PROBLEM STATEMENT: Take down each entry exactly as written.

Collected data entries:
..........
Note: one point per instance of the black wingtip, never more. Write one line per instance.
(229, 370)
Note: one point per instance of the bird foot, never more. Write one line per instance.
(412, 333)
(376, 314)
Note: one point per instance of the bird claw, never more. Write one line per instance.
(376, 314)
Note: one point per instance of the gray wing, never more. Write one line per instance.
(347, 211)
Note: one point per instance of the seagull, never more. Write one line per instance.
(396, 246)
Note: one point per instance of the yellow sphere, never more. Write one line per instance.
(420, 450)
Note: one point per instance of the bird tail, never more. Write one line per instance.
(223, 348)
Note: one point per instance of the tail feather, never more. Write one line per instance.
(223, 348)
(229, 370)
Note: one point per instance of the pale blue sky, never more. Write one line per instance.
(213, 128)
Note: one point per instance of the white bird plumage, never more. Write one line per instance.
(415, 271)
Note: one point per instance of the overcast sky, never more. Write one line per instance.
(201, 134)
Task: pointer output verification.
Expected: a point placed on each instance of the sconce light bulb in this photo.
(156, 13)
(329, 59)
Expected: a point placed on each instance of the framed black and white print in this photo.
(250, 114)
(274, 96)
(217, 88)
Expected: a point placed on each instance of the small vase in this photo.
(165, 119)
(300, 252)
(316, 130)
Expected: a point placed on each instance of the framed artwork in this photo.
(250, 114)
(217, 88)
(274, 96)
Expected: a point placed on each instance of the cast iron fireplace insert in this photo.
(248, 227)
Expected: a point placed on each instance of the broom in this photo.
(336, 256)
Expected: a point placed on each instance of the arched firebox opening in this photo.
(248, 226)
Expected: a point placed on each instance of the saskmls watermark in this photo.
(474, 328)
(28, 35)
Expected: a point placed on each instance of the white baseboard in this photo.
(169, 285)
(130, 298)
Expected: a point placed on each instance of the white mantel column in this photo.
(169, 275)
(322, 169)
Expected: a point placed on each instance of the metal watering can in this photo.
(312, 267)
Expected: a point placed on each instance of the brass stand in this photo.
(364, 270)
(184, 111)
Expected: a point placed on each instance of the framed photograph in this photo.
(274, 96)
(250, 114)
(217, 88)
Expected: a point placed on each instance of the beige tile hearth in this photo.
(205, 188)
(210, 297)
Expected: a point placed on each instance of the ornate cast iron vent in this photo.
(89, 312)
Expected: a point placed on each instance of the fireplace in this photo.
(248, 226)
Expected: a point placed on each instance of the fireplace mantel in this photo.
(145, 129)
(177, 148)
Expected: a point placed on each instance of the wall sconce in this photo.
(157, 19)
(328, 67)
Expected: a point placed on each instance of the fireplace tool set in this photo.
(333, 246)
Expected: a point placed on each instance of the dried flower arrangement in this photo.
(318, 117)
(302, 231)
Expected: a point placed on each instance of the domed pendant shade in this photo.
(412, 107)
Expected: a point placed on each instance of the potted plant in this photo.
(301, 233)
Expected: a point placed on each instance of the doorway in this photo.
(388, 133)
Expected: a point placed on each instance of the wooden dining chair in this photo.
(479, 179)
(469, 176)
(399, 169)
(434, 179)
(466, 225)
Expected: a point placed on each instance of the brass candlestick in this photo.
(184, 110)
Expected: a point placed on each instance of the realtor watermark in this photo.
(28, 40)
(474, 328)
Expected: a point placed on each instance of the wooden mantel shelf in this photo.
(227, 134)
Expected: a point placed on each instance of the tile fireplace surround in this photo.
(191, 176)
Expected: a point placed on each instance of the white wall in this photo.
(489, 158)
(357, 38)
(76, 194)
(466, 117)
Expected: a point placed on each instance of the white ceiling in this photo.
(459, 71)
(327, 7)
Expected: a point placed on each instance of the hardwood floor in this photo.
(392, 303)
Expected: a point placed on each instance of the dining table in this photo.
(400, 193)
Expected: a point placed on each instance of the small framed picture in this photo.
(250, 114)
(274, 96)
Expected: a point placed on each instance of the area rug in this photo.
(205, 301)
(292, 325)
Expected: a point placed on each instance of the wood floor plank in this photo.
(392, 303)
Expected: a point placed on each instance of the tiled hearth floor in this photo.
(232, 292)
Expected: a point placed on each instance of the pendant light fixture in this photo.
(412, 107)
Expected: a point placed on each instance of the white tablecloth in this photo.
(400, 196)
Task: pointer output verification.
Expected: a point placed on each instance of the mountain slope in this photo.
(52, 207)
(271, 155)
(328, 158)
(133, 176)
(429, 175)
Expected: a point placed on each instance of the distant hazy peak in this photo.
..........
TASK RESULT:
Note: one point per instance of the black wingtip, never more. Write one line per instance.
(229, 370)
Note: one point per instance of the bird foot, never more. Write one line per instance.
(412, 333)
(376, 314)
Note: one point per instance of the bird claw, never more. Write one line per instance.
(376, 314)
Note: one point per instance of the gray wing, never more. Write one line per instance.
(347, 211)
Note: one point per instance of the seagull, never more. Write one line per instance.
(396, 246)
Note: one point per instance of the yellow sphere, never more. Write one line per instance.
(420, 450)
Note: one point per instance of the bird tail, never more. Write one line per instance.
(223, 348)
Note: one point per instance of the tail feather, never more. Write one line per instance.
(223, 348)
(229, 370)
Note: one point per instance of the pale blue sky, never more. Write one line per instance.
(213, 128)
Note: one point per instance of the white bird plumage, never more. Write one line per instance.
(415, 271)
Note: one point per instance of the overcast sky, never more. Write one line per instance.
(201, 134)
Task: pointer output verification.
Expected: a point placed on each instance of the sconce light bulb in this photo.
(156, 13)
(329, 59)
Expected: a point placed on each instance of the framed black and white print in this photo.
(250, 114)
(274, 96)
(217, 88)
Expected: a point placed on each instance of the small vase in this photo.
(165, 119)
(300, 252)
(316, 130)
Expected: a point placed on each instance of the framed artwork in this photo.
(250, 114)
(217, 88)
(274, 96)
Expected: a point placed on each instance of the cast iron fireplace insert in this photo.
(248, 227)
Expected: a point placed on each instance of the broom in this photo.
(336, 256)
Expected: a point placed on each instance of the arched firebox opening in this photo.
(248, 226)
Expected: a point placed on each instance of the saskmls watermark in this photo.
(474, 328)
(28, 35)
Expected: a point placed on each instance of the white baseboard in this photo.
(169, 285)
(130, 298)
Expected: a point placed on each instance of the white mantel column in this photo.
(169, 275)
(322, 169)
Expected: a point placed on each instance of the metal watering can in this photo.
(312, 267)
Expected: a point placed on each instance of the brass stand in this photo.
(364, 270)
(184, 111)
Expected: a point placed on each instance of the framed photograph in this photo.
(274, 96)
(250, 114)
(217, 88)
Expected: a point placed on each instance of the beige tile hearth in this photo.
(205, 188)
(210, 297)
Expected: a point placed on each instance of the ornate cast iron vent in this photo.
(89, 312)
Expected: a point placed on each instance of the fireplace in this photo.
(248, 226)
Expected: a point placed on each instance of the fireplace mantel in this photo.
(145, 129)
(177, 148)
Expected: a point placed on each instance of the wall sconce in this photo.
(157, 19)
(328, 67)
Expected: a point placed on each instance of the fireplace tool set in this photo.
(333, 246)
Expected: a point placed on each instance of the dried flower arrangement in this photo.
(318, 117)
(302, 231)
Expected: a point placed on each instance of the domed pendant shade in this photo.
(412, 107)
Expected: a point placed on each instance of the potted plant in this photo.
(301, 233)
Expected: a point placed on each instance of the doorway in this photo.
(388, 133)
Expected: a point placed on each instance of the wooden dining chair in this photo.
(479, 179)
(469, 176)
(399, 169)
(434, 179)
(466, 225)
Expected: a point placed on each instance of the brass candlestick in this photo.
(184, 110)
Expected: a point placed on each instance of the realtor watermark in this photo.
(28, 40)
(474, 328)
Expected: a point placed on each instance of the wooden mantel shelf in this photo.
(227, 134)
Expected: a point placed on each instance of the tile fireplace surround in this photo.
(191, 176)
Expected: a point placed on each instance of the white wall in this photo.
(489, 158)
(357, 38)
(76, 194)
(466, 117)
Expected: a point placed on each instance of the white ceiling in this photo.
(459, 71)
(327, 7)
Expected: a point placed on each instance of the hardwood floor in this photo.
(392, 303)
Expected: a point placed on each instance of the dining table in this photo.
(400, 193)
Expected: a point placed on each instance of the small framed picture in this photo.
(250, 114)
(274, 96)
Expected: a point placed on each instance of the area rug in this photo.
(205, 301)
(292, 325)
Expected: a point placed on each instance of the wood floor plank in this photo.
(392, 303)
Expected: a point placed on each instance of the tiled hearth floor in this photo.
(232, 292)
Expected: a point placed on each instance of the pendant light fixture in this photo.
(412, 107)
Expected: a point placed on each instance of the white tablecloth in this photo.
(400, 196)
Task: pointer output verification.
Expected: a point placed on each instance of the mountain slope in this photo.
(52, 207)
(271, 155)
(328, 158)
(133, 176)
(429, 175)
Expected: a point placed on each instance of the distant hazy peak in this photo.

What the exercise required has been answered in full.